▶ [Work task]
Without the pictures, reproduce the records that follow exactly.

▶ [Data to process]

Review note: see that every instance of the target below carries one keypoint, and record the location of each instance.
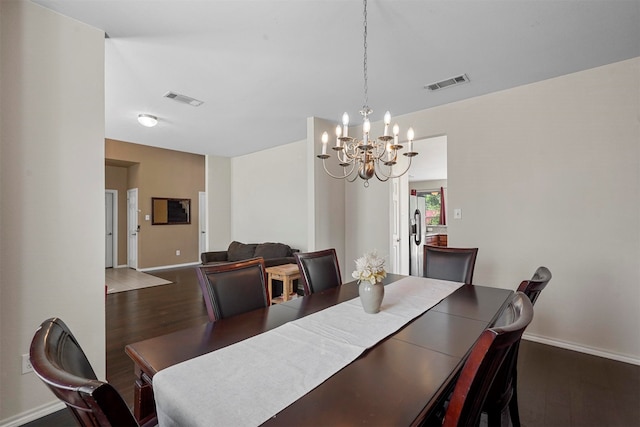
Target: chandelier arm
(353, 179)
(386, 178)
(336, 176)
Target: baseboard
(582, 349)
(33, 414)
(166, 267)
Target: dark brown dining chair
(319, 270)
(59, 361)
(234, 288)
(484, 362)
(446, 263)
(504, 391)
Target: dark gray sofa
(273, 254)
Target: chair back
(59, 361)
(319, 270)
(233, 288)
(532, 288)
(445, 263)
(484, 361)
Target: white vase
(371, 296)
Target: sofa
(272, 253)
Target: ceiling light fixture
(367, 155)
(147, 120)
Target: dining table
(404, 378)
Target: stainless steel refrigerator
(416, 234)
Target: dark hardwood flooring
(557, 387)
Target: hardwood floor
(557, 387)
(145, 313)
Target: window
(432, 206)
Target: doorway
(132, 228)
(428, 169)
(111, 228)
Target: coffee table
(287, 273)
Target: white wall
(218, 202)
(51, 203)
(269, 196)
(547, 174)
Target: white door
(394, 257)
(202, 222)
(403, 224)
(132, 228)
(108, 229)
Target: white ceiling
(263, 67)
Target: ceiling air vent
(448, 82)
(183, 99)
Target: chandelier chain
(370, 156)
(366, 85)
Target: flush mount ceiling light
(367, 157)
(147, 120)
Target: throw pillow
(272, 250)
(240, 251)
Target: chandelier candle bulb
(345, 124)
(325, 139)
(410, 136)
(387, 122)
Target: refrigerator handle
(417, 217)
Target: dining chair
(234, 288)
(504, 391)
(59, 361)
(319, 270)
(446, 263)
(484, 362)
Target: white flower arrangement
(370, 268)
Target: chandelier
(367, 157)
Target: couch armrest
(216, 256)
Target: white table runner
(247, 383)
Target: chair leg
(513, 409)
(514, 413)
(494, 418)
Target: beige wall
(545, 174)
(162, 173)
(116, 178)
(51, 193)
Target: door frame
(114, 225)
(202, 222)
(132, 228)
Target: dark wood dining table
(403, 380)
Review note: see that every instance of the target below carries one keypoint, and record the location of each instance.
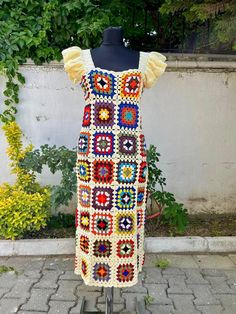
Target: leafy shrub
(63, 159)
(24, 206)
(169, 210)
(57, 159)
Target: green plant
(5, 269)
(162, 263)
(169, 210)
(24, 206)
(220, 16)
(41, 29)
(57, 159)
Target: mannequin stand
(109, 295)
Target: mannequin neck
(113, 36)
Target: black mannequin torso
(112, 54)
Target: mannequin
(112, 54)
(111, 164)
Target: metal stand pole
(109, 300)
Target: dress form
(112, 79)
(112, 54)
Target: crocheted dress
(111, 168)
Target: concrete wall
(190, 115)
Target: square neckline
(138, 69)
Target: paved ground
(197, 284)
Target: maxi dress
(111, 168)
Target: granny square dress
(111, 168)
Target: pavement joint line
(181, 244)
(30, 290)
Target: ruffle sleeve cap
(73, 63)
(155, 67)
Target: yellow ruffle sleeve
(73, 63)
(155, 67)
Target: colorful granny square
(130, 85)
(125, 248)
(84, 220)
(83, 170)
(103, 143)
(83, 143)
(128, 115)
(127, 172)
(127, 144)
(125, 223)
(143, 147)
(84, 267)
(143, 170)
(102, 83)
(84, 243)
(102, 248)
(76, 217)
(140, 197)
(84, 193)
(104, 113)
(125, 272)
(140, 218)
(103, 171)
(102, 198)
(87, 116)
(101, 224)
(125, 198)
(101, 272)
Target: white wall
(190, 115)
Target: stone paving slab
(191, 284)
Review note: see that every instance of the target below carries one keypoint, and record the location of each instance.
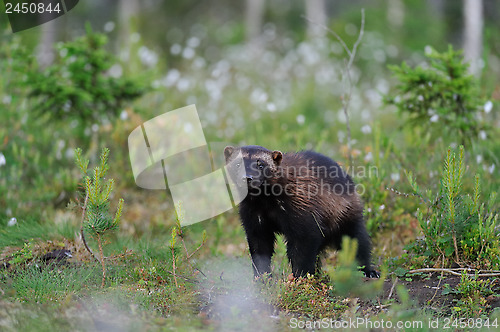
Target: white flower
(488, 106)
(123, 115)
(188, 53)
(301, 119)
(366, 129)
(7, 99)
(491, 168)
(109, 26)
(395, 177)
(193, 42)
(176, 49)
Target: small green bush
(79, 85)
(97, 219)
(442, 98)
(456, 226)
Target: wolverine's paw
(372, 274)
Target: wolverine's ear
(228, 151)
(277, 156)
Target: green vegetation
(441, 96)
(457, 228)
(96, 217)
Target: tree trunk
(127, 9)
(316, 13)
(473, 33)
(45, 50)
(254, 16)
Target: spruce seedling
(96, 217)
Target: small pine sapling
(96, 217)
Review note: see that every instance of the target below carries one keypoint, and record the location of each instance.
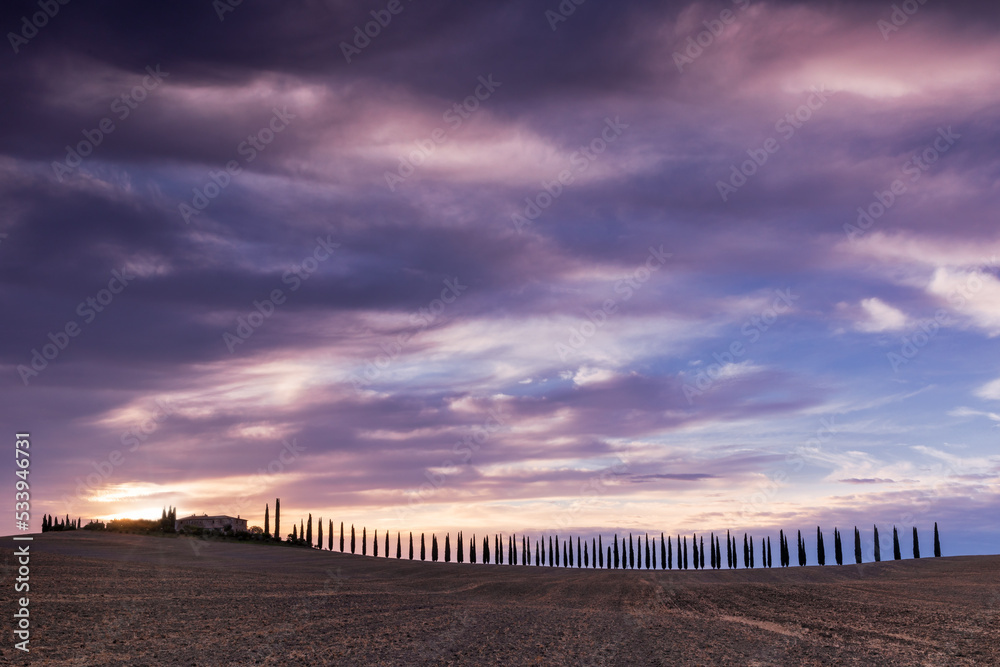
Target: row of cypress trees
(641, 552)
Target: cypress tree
(277, 520)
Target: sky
(514, 266)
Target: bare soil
(100, 599)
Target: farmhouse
(206, 522)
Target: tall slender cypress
(277, 519)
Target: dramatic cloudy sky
(658, 342)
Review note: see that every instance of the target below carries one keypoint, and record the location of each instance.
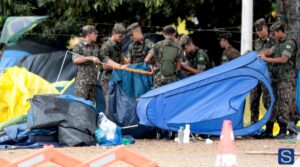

▶ [Response to the exercise]
Review note: see that every instance of the target below carries one keypoint, and record the location of each instance.
Target: chandelier arm
(353, 179)
(386, 178)
(336, 176)
Target: baseboard
(582, 349)
(33, 414)
(166, 267)
Target: dark brown dining chair
(319, 270)
(59, 361)
(234, 288)
(484, 362)
(446, 263)
(504, 391)
Target: dark gray sofa
(273, 254)
Target: chair back
(59, 361)
(319, 270)
(233, 288)
(532, 288)
(445, 263)
(484, 361)
Target: white vase
(371, 296)
Target: sofa
(272, 253)
Target: ceiling light fixture
(367, 155)
(147, 120)
Target: dining table
(404, 378)
Target: stainless steel refrigerator
(416, 234)
Target: dark hardwood flooring
(557, 387)
Target: hardwood floor
(557, 387)
(145, 313)
Target: window
(432, 206)
Target: doorway
(132, 228)
(428, 169)
(111, 228)
Target: coffee table
(287, 273)
Target: white wall
(218, 202)
(51, 203)
(269, 196)
(547, 174)
Target: white door
(394, 257)
(202, 222)
(403, 224)
(132, 228)
(108, 229)
Target: white ceiling
(263, 67)
Target: ceiling air vent
(448, 82)
(183, 99)
Target: chandelier chain
(370, 156)
(366, 85)
Target: flush mount ceiling light
(367, 157)
(147, 120)
Target: throw pillow
(272, 250)
(240, 251)
Target: chandelier candle bulb
(345, 124)
(325, 139)
(410, 136)
(387, 122)
Target: refrigerator handle
(417, 217)
Target: dining chair
(234, 288)
(504, 391)
(59, 361)
(319, 270)
(446, 263)
(484, 362)
Target: white flower arrangement
(370, 268)
Target: chandelier
(367, 157)
Target: couch armrest
(216, 256)
Target: white table runner
(247, 383)
Target: chair leg
(513, 409)
(514, 413)
(494, 418)
Target: beige wall
(545, 174)
(162, 173)
(116, 178)
(51, 193)
Target: door frame
(114, 225)
(202, 222)
(132, 228)
Target: dark wood dining table
(403, 380)
Review note: see that every instance of the target below carries one keypoint, and record the location of each instance.
Target: leafy shrub
(63, 159)
(24, 206)
(169, 210)
(57, 159)
Target: green plant
(5, 269)
(162, 263)
(169, 210)
(24, 206)
(220, 16)
(41, 29)
(57, 159)
Target: mannequin stand
(109, 295)
Target: mannequin neck
(113, 36)
Target: black mannequin torso
(112, 54)
Target: mannequin
(112, 54)
(111, 164)
Target: metal stand pole
(109, 300)
Target: dress form
(112, 79)
(112, 54)
Target: crocheted dress
(111, 168)
Target: concrete wall
(190, 115)
Target: square neckline
(138, 69)
Target: paved ground
(197, 284)
Target: maxi dress
(111, 168)
Target: granny square dress
(111, 168)
Target: pavement joint line
(181, 244)
(30, 290)
Target: ruffle sleeve cap
(73, 63)
(155, 67)
Target: yellow ruffle sleeve
(73, 63)
(155, 67)
Target: colorful granny square
(130, 85)
(125, 248)
(84, 220)
(83, 170)
(103, 143)
(83, 143)
(128, 115)
(127, 172)
(127, 144)
(125, 223)
(143, 147)
(84, 267)
(143, 170)
(102, 83)
(84, 243)
(102, 248)
(76, 217)
(140, 197)
(84, 193)
(104, 113)
(125, 272)
(140, 218)
(103, 171)
(102, 198)
(87, 116)
(101, 224)
(125, 198)
(101, 272)
Target: white wall
(190, 115)
Target: stone paving slab
(191, 284)
Review note: see that every instance of the target below carries one keypoint, and record the location of each instance.
Target: white flower
(488, 106)
(123, 115)
(188, 53)
(301, 119)
(366, 129)
(7, 99)
(491, 168)
(109, 26)
(395, 177)
(193, 42)
(176, 49)
Target: small green bush
(79, 85)
(97, 219)
(442, 98)
(456, 226)
Target: wolverine's paw
(372, 274)
Target: wolverine's ear
(228, 151)
(277, 156)
Target: green vegetation
(441, 96)
(457, 228)
(96, 217)
Target: tree trunk
(127, 9)
(316, 13)
(473, 33)
(45, 50)
(254, 16)
Target: spruce seedling
(96, 217)
Target: small pine sapling
(96, 217)
Review note: see that every instance of the target below carries one keypoint, and record the location of each instance.
Target: row of cypress trees
(641, 552)
Target: cypress tree
(277, 520)
Target: sky
(514, 266)
Target: bare soil
(100, 599)
Target: farmhouse
(206, 522)
Target: tall slender cypress
(277, 519)
Target: dramatic cloudy sky
(658, 342)
Review note: see that every instance of the target below carries one keypoint, and record the location of each instance.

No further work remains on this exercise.